Output the records below as a two-column CSV with the header input,output and one row per record. Put each record's text and its answer in their own quoted fields, with line breaks replaced by spaces.

═════ Records for the exercise

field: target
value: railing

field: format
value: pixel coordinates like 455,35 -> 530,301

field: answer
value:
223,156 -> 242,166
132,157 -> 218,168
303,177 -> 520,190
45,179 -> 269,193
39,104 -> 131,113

══════════

== Solution ==
input,output
"field: target value: railing field: format value: pixel coordinates like 455,35 -> 530,301 field: answer value:","223,156 -> 242,166 132,157 -> 218,168 303,177 -> 520,190 45,179 -> 269,193 39,104 -> 131,113"